I already updated with my appointment that all went well. Heartbeat of 156! The next appointment is at almost 17 weeks, and I'm currently waiting for a call back about scheduling our ultrasound! I'm hoping to have it before Christmas, but we'll see. I'm still feeling major girl vibes, so I'm itching to find out.

Lastly, I actually have a belly pic this week! Bonus- you get to see my new haircut. However, it should be noted that I take these pictures right before we go to sleep each Sunday. Not exactly my prime time for photos, but it's the only time it gets done. We decided to go with taking the pictures in the same outfit each week to really see the different (eventually, lol)

Sunday, November 6, 2011

Starting to Brainstorm

Christmas is next month which means that it's time to really start narrowing down our ideas for Christmas cards. I love everything about Christmas, and making/sending/receiving cards is no exception. There's something special about having real mail all month long! I think we've narrowed down our ideas to what type of pictures we want to take and have on our card, but we're still deciding between whimsy and vintage. We'll probably make the final decision after we take the pictures and can play around with the Christmas cards (We use Shutterfly; always have and always will). I know that we can trust them to deliver good quality and timely shipping since, let's face it, we're always a bit behind in actually getting the ball rolling on these. This year, especially, since we're hoping to wait to find out the gender of little babe before ordering. We just ordered Jeffrey's birthday cards from there and were extremely happy with them, and all of his photo books are from there, as well. Well, the ones that I've actually finished, at least.

I'm super excited to actually start acting on our ideas and see our card come to reality! AH! I know it's only early November, but I just can't help but get excited about Christmastime. I love it :)

Saturday, November 5, 2011

A Big Check

Yesterday, we signed and handed off the final payment for the little baby's arrival into the world! All we have left to do is wait 27ish weeks of pregnancy now ;) It feels quite strange to have it paid so early, especially since we didn't pay for Jeffrey until afterwards. I'm loving it, though. It was so stressful to have hospital bills come pouring in during Christmastime. Bah humbug on that. Plus, we're paying substantially less this time. Majorly. Even more if we get reimbursed at all, which we're not counting on. Would be pretty amazing, though! I loved having a set amount that I knew in total beforehand, so we were able to completely budget it into our holiday spending. Now, it's done! We'll still have to pay for our ultrasound when we have that done, but we did for Jeffrey, as well.

Stored data
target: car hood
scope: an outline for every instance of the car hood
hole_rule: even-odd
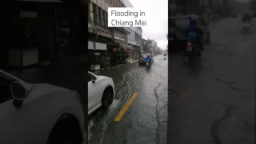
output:
[[[30,84],[32,87],[31,91],[30,93],[29,98],[34,97],[38,98],[43,95],[46,95],[48,94],[54,93],[57,91],[66,91],[70,92],[70,90],[66,89],[64,87],[53,86],[47,83],[31,83]]]
[[[110,78],[109,77],[106,77],[104,75],[97,75],[97,81],[101,81],[101,80],[103,80],[103,79],[108,79],[108,78]]]

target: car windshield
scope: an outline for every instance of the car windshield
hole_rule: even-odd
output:
[[[142,55],[140,55],[140,58],[146,58],[146,57],[147,57],[147,54],[142,54]]]

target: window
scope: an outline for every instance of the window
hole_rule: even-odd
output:
[[[98,26],[103,26],[102,23],[102,9],[98,6]]]
[[[94,13],[94,22],[95,25],[98,24],[98,10],[97,10],[97,5],[93,3],[93,13]]]

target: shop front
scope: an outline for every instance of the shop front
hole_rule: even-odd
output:
[[[106,68],[106,44],[88,41],[89,70],[92,71]]]
[[[121,45],[120,47],[123,51],[123,60],[125,60],[126,62],[130,63],[132,61],[132,52],[134,50],[133,46]]]

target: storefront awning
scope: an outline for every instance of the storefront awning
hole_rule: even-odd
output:
[[[107,48],[117,48],[119,47],[120,44],[116,42],[108,42],[106,44]]]
[[[133,46],[127,46],[127,45],[120,45],[120,47],[121,47],[122,49],[134,50],[134,47],[133,47]]]

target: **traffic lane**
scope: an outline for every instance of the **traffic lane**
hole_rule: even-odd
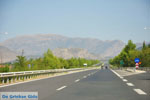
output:
[[[110,70],[100,70],[41,100],[148,100],[138,95]]]
[[[125,76],[129,82],[135,84],[135,87],[142,89],[150,96],[150,73],[142,73],[136,75]]]
[[[0,88],[0,92],[37,91],[39,92],[39,96],[41,94],[43,96],[47,96],[47,94],[45,93],[48,93],[48,96],[49,96],[50,94],[55,93],[56,89],[61,87],[62,85],[72,84],[74,80],[78,78],[82,78],[84,75],[87,75],[94,71],[96,71],[96,69],[72,73],[72,74],[63,75],[63,76],[57,76],[53,78],[37,80],[37,81],[31,81],[31,82],[12,85],[8,87],[2,87]]]

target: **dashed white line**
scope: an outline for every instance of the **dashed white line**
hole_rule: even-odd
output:
[[[124,82],[127,82],[128,80],[126,80],[126,79],[123,79],[123,81],[124,81]]]
[[[141,89],[134,89],[135,92],[137,92],[140,95],[147,95],[147,93],[145,93],[144,91],[142,91]]]
[[[77,79],[77,80],[75,80],[74,82],[79,82],[80,81],[80,79]]]
[[[67,86],[62,86],[62,87],[60,87],[60,88],[58,88],[58,89],[56,89],[57,91],[60,91],[60,90],[62,90],[62,89],[64,89],[64,88],[66,88]]]
[[[83,76],[83,78],[86,78],[87,76]]]
[[[127,83],[128,86],[134,86],[132,83]]]

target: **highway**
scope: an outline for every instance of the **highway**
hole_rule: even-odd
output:
[[[122,77],[110,69],[94,69],[1,87],[0,92],[37,91],[39,100],[150,100],[150,87],[137,83],[149,80],[143,76]]]

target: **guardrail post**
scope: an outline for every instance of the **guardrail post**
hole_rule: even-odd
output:
[[[9,78],[7,78],[7,84],[9,84]]]
[[[17,81],[17,77],[15,77],[15,82]]]
[[[24,76],[24,80],[26,80],[26,76]]]

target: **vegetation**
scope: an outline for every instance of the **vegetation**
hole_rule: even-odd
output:
[[[136,45],[129,40],[128,44],[124,47],[121,53],[109,60],[109,63],[114,66],[123,67],[134,67],[134,59],[139,58],[142,67],[150,67],[150,44],[147,46],[143,42],[143,47],[141,50],[136,49]]]
[[[46,70],[46,69],[60,69],[60,68],[80,68],[84,67],[84,63],[87,63],[87,67],[99,63],[99,60],[87,60],[84,58],[71,58],[63,59],[53,55],[52,51],[48,49],[44,53],[43,57],[37,59],[26,59],[25,56],[17,56],[17,60],[13,64],[9,64],[9,67],[0,68],[0,72],[8,71],[28,71],[28,70]]]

**WORK TO COMPLETE**
Continue the pregnancy blog from the point where it stops.

**RESULT OF THIS TASK**
As a reward, the little baby let our midwife find the heartbeat immediately at a beautiful 156 bpm! So, now I'm feeling better, know the little baby is healthy and thriving and can just enjoy the pregnancy until little one decides to slide on out. Love it.

Tuesday, November 1, 2011

Such a Happy Halloween!

Jeffrey is such a blast now, so I was really looking forward to all of the Holiday experiences this year. Halloween did not disappoint. He jumped right into the thick of it and loved Trick-or-Treating. He did so great at walking up to each house (even past scary decorations, except one big inflatable cat...I had to pick him up at that one, lol), holding out his bag, saying "tick teet" and then "thank you!" Then he's skip down the sidewalk to do it again! Most of the houses on my parent's street participated, so he'd get all upset and confused on why we were skipping a sidewalk. He'd start going up it, look back at us and say "come on!" So adorable. My niece was there, as well, which he loved. I had a huge smile on my face the entire night. Then, he put on his Halloween pajamas that have a ghost on them and started jumping around yelling BOO. It's all just too much. I cannot wait for what the rest of the holidays have in store for us!